- [Activity] Across the data below, how many lines have the word "patch" in them? Respond with the number alone.

- [Record extracts]
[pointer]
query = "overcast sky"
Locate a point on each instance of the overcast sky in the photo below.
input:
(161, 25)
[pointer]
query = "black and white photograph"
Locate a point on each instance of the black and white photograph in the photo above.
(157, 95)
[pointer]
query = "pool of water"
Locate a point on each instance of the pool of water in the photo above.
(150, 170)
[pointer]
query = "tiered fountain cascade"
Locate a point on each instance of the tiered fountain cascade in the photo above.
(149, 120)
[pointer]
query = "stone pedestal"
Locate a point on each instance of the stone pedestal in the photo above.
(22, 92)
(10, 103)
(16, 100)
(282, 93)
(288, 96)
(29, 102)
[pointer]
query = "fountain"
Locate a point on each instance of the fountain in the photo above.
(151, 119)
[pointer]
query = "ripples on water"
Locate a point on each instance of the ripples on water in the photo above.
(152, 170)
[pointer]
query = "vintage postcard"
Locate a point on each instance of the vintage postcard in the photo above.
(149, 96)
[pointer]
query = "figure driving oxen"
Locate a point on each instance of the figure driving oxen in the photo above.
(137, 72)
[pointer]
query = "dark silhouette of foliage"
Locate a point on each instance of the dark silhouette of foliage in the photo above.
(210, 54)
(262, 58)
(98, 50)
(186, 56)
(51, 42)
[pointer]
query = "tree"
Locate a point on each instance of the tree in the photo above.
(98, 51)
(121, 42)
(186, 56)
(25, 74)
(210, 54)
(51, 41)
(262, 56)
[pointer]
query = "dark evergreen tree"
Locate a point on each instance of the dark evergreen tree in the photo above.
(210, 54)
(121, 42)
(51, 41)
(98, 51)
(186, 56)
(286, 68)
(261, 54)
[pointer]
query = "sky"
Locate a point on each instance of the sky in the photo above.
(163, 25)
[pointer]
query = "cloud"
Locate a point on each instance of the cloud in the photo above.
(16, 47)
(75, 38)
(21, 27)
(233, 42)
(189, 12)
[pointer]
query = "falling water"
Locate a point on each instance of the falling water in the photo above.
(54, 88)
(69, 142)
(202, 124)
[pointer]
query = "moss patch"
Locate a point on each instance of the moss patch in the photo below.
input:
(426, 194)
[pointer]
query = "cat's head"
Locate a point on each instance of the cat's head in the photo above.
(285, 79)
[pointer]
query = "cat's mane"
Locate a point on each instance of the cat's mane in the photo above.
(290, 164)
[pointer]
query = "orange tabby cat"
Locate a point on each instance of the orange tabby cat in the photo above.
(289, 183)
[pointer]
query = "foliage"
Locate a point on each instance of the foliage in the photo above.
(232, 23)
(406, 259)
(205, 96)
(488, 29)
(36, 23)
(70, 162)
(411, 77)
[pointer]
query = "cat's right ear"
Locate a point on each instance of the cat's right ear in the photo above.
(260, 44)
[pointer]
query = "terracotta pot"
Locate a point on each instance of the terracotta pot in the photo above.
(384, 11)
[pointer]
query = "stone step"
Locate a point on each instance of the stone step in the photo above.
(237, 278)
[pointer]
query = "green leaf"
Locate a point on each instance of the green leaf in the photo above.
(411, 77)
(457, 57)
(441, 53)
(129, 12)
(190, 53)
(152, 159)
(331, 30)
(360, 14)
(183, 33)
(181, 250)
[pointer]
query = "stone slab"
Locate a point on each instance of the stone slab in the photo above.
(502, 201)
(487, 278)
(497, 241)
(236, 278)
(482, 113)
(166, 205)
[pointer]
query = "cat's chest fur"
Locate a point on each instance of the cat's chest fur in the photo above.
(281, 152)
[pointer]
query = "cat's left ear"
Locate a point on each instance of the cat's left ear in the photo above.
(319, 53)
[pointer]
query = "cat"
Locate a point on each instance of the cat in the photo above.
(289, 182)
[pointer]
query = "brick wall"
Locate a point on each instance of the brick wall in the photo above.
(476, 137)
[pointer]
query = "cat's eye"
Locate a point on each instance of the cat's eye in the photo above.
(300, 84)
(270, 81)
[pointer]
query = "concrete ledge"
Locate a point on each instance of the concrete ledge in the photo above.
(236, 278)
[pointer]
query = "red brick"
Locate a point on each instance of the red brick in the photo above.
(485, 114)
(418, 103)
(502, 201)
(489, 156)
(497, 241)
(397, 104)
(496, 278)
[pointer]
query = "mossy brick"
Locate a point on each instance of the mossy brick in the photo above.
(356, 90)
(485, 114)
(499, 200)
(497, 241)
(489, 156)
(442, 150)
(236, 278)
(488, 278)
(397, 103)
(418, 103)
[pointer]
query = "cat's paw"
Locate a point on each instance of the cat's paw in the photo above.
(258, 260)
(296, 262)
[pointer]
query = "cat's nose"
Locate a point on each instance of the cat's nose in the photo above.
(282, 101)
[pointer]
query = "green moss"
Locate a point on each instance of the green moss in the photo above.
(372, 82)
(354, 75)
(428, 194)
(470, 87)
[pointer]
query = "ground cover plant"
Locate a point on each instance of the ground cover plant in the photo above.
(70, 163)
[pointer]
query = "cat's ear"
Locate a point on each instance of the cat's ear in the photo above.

- [Result] 2